# Task prompt
Reproduce the following material line for line, changing nothing.

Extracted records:
------
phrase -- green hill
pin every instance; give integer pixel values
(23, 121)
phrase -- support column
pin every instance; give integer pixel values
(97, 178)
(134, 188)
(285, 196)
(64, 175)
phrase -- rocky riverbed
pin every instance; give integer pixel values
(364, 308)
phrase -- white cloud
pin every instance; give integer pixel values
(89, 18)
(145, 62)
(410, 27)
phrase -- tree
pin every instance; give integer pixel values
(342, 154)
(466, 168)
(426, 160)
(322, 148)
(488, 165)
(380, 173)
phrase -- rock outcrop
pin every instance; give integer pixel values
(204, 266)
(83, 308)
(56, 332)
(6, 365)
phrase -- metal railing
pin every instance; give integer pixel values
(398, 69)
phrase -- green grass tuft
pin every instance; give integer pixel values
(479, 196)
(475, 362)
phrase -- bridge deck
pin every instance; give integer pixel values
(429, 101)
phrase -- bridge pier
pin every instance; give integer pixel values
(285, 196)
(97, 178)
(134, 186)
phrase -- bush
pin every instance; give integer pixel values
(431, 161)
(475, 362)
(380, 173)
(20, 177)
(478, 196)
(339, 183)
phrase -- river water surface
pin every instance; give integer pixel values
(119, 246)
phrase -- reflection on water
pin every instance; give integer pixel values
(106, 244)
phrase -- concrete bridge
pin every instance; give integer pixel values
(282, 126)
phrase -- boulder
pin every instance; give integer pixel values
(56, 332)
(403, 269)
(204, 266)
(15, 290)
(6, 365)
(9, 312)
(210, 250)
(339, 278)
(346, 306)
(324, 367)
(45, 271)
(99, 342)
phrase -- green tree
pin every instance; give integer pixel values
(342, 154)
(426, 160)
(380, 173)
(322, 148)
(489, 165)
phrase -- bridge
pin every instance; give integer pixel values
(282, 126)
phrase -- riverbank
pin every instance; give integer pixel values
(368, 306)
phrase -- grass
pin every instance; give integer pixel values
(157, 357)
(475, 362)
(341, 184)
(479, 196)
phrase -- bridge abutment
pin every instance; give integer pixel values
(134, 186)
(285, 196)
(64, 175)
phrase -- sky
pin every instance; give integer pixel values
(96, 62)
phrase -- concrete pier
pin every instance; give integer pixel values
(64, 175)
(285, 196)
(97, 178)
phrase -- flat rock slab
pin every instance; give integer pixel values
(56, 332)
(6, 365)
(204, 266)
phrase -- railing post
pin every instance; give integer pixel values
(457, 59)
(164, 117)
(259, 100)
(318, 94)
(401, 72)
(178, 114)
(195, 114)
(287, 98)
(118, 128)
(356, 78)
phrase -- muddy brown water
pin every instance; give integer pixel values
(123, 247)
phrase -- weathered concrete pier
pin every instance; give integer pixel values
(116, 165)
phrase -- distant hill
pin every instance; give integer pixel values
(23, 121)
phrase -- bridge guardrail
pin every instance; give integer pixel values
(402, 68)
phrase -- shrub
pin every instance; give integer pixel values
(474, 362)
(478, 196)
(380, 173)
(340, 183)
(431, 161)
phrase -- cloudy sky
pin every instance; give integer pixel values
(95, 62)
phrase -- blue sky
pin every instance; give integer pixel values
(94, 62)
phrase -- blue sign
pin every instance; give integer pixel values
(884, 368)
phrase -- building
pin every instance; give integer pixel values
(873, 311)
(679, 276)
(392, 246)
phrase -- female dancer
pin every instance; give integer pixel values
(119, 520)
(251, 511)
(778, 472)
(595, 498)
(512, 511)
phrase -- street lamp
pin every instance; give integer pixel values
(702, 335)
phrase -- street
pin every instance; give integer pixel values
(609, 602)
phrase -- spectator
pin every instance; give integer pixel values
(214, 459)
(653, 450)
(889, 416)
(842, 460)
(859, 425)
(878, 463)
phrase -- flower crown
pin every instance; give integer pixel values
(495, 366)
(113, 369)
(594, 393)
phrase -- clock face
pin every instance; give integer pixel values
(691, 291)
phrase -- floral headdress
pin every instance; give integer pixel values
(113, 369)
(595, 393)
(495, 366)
------
# Complete output
phrase -- green hill
pin every instance; give integer pixel values
(23, 121)
phrase -- support column
pin every instance; give integer pixel values
(97, 178)
(134, 188)
(285, 196)
(64, 175)
phrase -- rocky riverbed
pin every instance; give integer pixel values
(364, 308)
phrase -- white cloud
pin every instance; give integer pixel values
(89, 18)
(145, 62)
(410, 27)
phrase -- tree
pin every instance; give integer pixel values
(342, 154)
(466, 168)
(426, 160)
(322, 148)
(488, 165)
(380, 173)
phrase -- rock outcrop
pin every instance; give integer pixel values
(204, 266)
(83, 308)
(56, 332)
(6, 365)
phrase -- metal railing
pin every instance; give integer pixel values
(398, 69)
phrase -- green grass tuft
pin every instance; give integer pixel values
(479, 196)
(475, 362)
phrase -- bridge deck
pin every instance; give integer pixel values
(429, 101)
phrase -- bridge pier
pin every instance; give integer pixel values
(285, 196)
(97, 178)
(134, 186)
phrase -- bush
pin every instance; give integer pixel values
(431, 161)
(475, 362)
(380, 173)
(20, 177)
(478, 196)
(339, 183)
phrase -- river water surface
pin every instance; give integer pixel values
(119, 246)
phrase -- reflection on water
pin every instance; give integer pixel values
(106, 244)
phrase -- concrete bridge
pin every instance; give integer pixel values
(282, 126)
phrase -- boulder
pin every instance; give integer pixel values
(56, 332)
(403, 269)
(204, 266)
(15, 290)
(6, 365)
(9, 312)
(210, 250)
(339, 278)
(346, 306)
(324, 367)
(45, 271)
(99, 342)
phrase -- green tree
pin every instance; give integer pixel values
(342, 154)
(426, 160)
(380, 173)
(322, 148)
(489, 165)
phrase -- bridge
pin every instance; give integer pixel values
(282, 126)
phrase -- riverbank
pin every instance; give integer pixel values
(368, 306)
phrase -- grass
pin every instance; give integer pixel values
(157, 357)
(475, 362)
(341, 184)
(479, 196)
phrase -- bridge abutment
pin every instance; give integer pixel values
(134, 186)
(285, 196)
(64, 175)
phrase -- sky
pin every instance; give integer pixel values
(96, 62)
phrase -- concrete pier
pin every instance; give integer pixel values
(64, 175)
(285, 196)
(97, 178)
phrase -- flat rock slab
pin every instance; give integer pixel values
(56, 332)
(6, 365)
(204, 266)
phrase -- railing post
pin every instance; give integer pixel values
(457, 59)
(164, 117)
(259, 100)
(318, 94)
(401, 72)
(178, 114)
(195, 114)
(287, 98)
(118, 128)
(356, 78)
phrase -- muddy brown water
pin every instance; give integer pixel values
(123, 247)
phrase -- weathered concrete pier
pin every instance; give integer pixel values
(116, 165)
phrase -- distant hill
pin every instance; give integer pixel values
(23, 121)
phrase -- bridge guardrail
pin every instance; give integer pixel values
(402, 68)
phrase -- shrub
pin every instance; give integer pixel values
(474, 362)
(478, 196)
(380, 173)
(340, 183)
(431, 161)
phrase -- cloudy sky
pin every instance; give integer pixel values
(95, 62)
phrase -- blue sky
pin every instance; give integer pixel values
(94, 62)
phrase -- blue sign
pin every instance; give integer pixel values
(884, 368)
phrase -- building
pin every instance; give integer pixel values
(873, 311)
(679, 276)
(392, 246)
phrase -- female dancer
pin every instance; give integer pixel values
(119, 520)
(251, 511)
(778, 472)
(595, 498)
(512, 511)
phrase -- street lamp
pin every instance; give integer pixel values
(702, 335)
phrase -- street
pin every instance; give integer pixel values
(609, 602)
phrase -- spectator
pin every instance; give integer pixel values
(214, 459)
(653, 450)
(889, 416)
(842, 460)
(859, 425)
(878, 463)
phrase -- flower crown
pin every instance; give integer pixel values
(495, 366)
(113, 369)
(594, 393)
phrase -- clock face
pin every instance; give integer pixel values
(691, 291)
phrase -- floral headdress
pin every instance; give integer pixel values
(113, 369)
(595, 393)
(495, 366)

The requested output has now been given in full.